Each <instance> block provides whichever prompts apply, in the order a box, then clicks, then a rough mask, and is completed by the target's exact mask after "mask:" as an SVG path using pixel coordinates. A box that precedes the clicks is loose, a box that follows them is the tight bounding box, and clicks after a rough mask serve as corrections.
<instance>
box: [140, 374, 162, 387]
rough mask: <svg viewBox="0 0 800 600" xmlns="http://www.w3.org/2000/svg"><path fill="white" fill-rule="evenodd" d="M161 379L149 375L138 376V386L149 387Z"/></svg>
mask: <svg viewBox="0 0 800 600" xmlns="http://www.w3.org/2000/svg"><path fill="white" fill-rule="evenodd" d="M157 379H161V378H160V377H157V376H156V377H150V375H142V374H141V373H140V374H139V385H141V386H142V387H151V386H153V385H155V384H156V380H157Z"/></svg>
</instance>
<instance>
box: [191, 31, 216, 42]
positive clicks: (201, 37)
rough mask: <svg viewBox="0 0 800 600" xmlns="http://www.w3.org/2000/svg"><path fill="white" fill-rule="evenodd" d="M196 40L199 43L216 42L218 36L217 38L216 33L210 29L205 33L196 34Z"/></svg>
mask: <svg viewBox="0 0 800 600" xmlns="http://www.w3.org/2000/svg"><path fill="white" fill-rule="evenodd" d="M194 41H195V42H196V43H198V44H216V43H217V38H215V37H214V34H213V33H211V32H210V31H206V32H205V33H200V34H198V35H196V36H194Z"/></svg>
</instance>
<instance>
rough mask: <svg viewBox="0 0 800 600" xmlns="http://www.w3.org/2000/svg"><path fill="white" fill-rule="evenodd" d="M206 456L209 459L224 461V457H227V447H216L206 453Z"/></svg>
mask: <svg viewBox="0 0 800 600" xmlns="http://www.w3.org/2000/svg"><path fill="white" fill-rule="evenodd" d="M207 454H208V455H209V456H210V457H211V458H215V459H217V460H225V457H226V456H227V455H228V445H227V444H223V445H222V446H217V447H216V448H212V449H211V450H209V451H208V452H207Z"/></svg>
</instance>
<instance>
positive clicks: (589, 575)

-------

Copy out the listing above word for word, with nothing changed.

Each <instance> block provides whichever prompts apply, in the order a box, then clicks, then a rough mask, and is completed by the target's exact mask after "mask:" as an SVG path using pixel coordinates. A box that precedes the clicks is loose, a box that follows them is the tight bounding box, and clicks after a rough mask serve as corrections.
<instance>
box: [140, 374, 162, 387]
rough mask: <svg viewBox="0 0 800 600" xmlns="http://www.w3.org/2000/svg"><path fill="white" fill-rule="evenodd" d="M161 379L149 375L138 376V386L149 387Z"/></svg>
mask: <svg viewBox="0 0 800 600" xmlns="http://www.w3.org/2000/svg"><path fill="white" fill-rule="evenodd" d="M157 379H161V378H160V377H157V376H156V377H150V375H142V374H141V373H140V374H139V385H141V386H142V387H151V386H153V385H155V384H156V380H157Z"/></svg>
</instance>
<instance>
box: [191, 31, 216, 42]
positive clicks: (201, 37)
rough mask: <svg viewBox="0 0 800 600" xmlns="http://www.w3.org/2000/svg"><path fill="white" fill-rule="evenodd" d="M196 40L199 43L216 42L218 36L217 38L216 33L210 29L205 33L196 34Z"/></svg>
mask: <svg viewBox="0 0 800 600" xmlns="http://www.w3.org/2000/svg"><path fill="white" fill-rule="evenodd" d="M194 41H195V42H196V43H198V44H216V43H217V38H215V37H214V34H213V33H211V32H210V31H206V32H205V33H200V34H198V35H196V36H194Z"/></svg>
</instance>
<instance>
rough mask: <svg viewBox="0 0 800 600" xmlns="http://www.w3.org/2000/svg"><path fill="white" fill-rule="evenodd" d="M206 456L209 459L224 461V457H227V447H216L206 453Z"/></svg>
mask: <svg viewBox="0 0 800 600" xmlns="http://www.w3.org/2000/svg"><path fill="white" fill-rule="evenodd" d="M207 454H208V455H209V456H210V457H211V458H215V459H217V460H225V457H226V456H227V455H228V445H227V444H223V445H222V446H217V447H216V448H212V449H211V450H209V451H208V452H207Z"/></svg>
</instance>
<instance>
positive clicks: (589, 575)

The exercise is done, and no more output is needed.